# Goose Reports



## Goose Lover (Jan 23, 2012)

Post your goose reports here.

I haven't seen any yet.

But it isn't unheard of to see a small flock or two of specklebellies during teal season.


----------



## 3rdcst (Jun 16, 2009)

pass the crack pipe. its August


----------



## Mojo281 (Sep 7, 2006)

3rdcst said:


> pass the crack pipe. its August


LMAO!!


----------



## grand poobah (Nov 6, 2007)

*Geese*

I saw a lot of white one last week at the zoo. But there was some brown ones also. Also I saw Afflac duck and he wasn't acting normal. He was trying to drown the other ducks, kept jumping on top of them.
Hmmmm.


----------



## Goose Lover (Jan 23, 2012)

Last Friday I also saw a couple of white geese in a pond next to a house. 

They were the really big white geese with the bulbous looking bill.


----------



## MLK (Oct 5, 2009)

The Canadians are everywhere, grassy fields next to parking lot at work, in the grass field next to the parking lot at the grocery store, along the river bank every day when I drive to work in the morning and home for lunch and in the evening after work. Fly over my house every other day within bow range in the mornings and evenings. 

I just recently moved to Iowa due to work and the Canadian geese are everywhere like the black birds in south Texas or Pigeons at an overpass. Now that I have an Iowa drivers license, going to get a resident hunting license this year and try to get a couple off the back porch when they fly over in the morning or evening at tree trop level about 40 feet above the house.


----------



## daddyeaux (Nov 18, 2007)

Was doing a job in Ft. Wayne, Indiana a couple years ago in March. Canadas were thick as pigeons. Walking around in the grass between the divided lanes of the freeway, walking all around the grounds at the motel we were staying in. People just payed em no mind, I'm goin crazy wishing I had a gun.


----------



## Goose Lover (Jan 23, 2012)

I was given a reliable report of 10 Specklebelly's being seen on the Garwood Prairie on Saturday. 

Won't be long until they are pouring in.


----------



## hunt91 (Jun 27, 2014)

There are a handful of specs on the prairie but not enough to start talking about quite yet....


----------



## EBHunter (Jul 23, 2004)

I saw a dozen Canadas in Providence Rhode Island this morning!


----------



## MWP (Mar 30, 2005)

No geese seen but holy ****e the Pintails have showed up on the Eastside. We could have waxed the Sprigs this past weekend.


----------



## Goose Lover (Jan 23, 2012)

Most years Specks show up near the end of September.

Hopefully they will keep pouring in.


----------



## peckerwood (Jun 9, 2012)

A big bunch of Canadians went over here yesterday morning.60 miles south of Red River and I was stone sober since it was so early.


----------



## Bull Minnow (May 28, 2004)

## EXTRACTED ENTRIES
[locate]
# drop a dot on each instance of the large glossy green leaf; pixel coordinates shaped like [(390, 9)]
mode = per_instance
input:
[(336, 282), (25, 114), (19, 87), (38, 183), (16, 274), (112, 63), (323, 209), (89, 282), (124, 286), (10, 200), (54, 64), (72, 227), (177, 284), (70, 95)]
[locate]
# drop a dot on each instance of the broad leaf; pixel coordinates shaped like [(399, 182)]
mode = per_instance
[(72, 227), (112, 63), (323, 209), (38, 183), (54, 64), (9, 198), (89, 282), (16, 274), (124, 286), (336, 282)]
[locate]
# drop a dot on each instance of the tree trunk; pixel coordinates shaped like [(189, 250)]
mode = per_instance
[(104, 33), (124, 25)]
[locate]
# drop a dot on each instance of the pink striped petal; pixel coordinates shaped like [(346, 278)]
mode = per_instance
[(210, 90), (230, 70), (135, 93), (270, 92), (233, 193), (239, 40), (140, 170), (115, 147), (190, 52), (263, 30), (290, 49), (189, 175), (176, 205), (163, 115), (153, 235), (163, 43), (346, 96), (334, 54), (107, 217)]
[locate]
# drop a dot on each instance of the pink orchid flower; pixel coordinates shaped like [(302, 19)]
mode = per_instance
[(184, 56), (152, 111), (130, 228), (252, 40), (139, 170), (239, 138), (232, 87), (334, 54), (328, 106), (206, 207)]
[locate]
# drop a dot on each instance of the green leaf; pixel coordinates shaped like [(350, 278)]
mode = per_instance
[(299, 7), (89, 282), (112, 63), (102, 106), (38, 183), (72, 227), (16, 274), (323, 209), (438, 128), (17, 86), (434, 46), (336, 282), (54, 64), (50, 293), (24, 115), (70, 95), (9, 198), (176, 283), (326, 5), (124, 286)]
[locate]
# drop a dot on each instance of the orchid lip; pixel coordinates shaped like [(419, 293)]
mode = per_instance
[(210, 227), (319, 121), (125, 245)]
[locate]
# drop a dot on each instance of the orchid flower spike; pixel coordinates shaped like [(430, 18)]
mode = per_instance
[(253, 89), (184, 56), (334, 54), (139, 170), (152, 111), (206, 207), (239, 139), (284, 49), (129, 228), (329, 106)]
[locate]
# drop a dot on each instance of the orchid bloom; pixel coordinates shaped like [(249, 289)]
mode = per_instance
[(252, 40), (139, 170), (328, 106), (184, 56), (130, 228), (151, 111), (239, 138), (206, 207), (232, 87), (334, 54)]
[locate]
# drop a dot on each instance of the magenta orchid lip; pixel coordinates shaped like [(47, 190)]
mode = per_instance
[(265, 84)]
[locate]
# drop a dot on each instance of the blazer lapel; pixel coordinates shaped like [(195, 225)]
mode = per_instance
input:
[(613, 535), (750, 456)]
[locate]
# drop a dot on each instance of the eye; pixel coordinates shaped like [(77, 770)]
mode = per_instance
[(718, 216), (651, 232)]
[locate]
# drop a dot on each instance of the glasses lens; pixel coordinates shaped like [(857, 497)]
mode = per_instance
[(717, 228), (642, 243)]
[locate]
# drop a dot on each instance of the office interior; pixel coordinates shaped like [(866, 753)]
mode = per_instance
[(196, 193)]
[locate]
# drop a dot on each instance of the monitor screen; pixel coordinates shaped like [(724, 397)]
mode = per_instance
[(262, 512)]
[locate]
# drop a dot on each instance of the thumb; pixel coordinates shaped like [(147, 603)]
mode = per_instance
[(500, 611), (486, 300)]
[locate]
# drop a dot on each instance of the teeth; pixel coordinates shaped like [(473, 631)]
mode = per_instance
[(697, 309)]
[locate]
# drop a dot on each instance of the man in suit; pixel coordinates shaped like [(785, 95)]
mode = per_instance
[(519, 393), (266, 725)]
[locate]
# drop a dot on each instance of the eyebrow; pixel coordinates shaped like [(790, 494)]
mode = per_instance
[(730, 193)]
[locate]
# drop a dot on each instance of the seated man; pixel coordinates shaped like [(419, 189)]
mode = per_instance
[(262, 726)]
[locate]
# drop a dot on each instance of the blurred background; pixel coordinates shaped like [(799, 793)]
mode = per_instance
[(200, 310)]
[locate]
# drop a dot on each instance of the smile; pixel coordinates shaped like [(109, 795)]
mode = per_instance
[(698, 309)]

## WORK TO DO
Can you quote, word for word, the part of the Goose Reports thread above that starts with the words containing "Last Friday I" and ends with "(Oct 5, 2009)"?

## REPLY TO THE TASK
Last Friday I also saw a couple of white geese in a pond next to a house. 

They were the really big white geese with the bulbous looking bill.


----------



## MLK (Oct 5, 2009)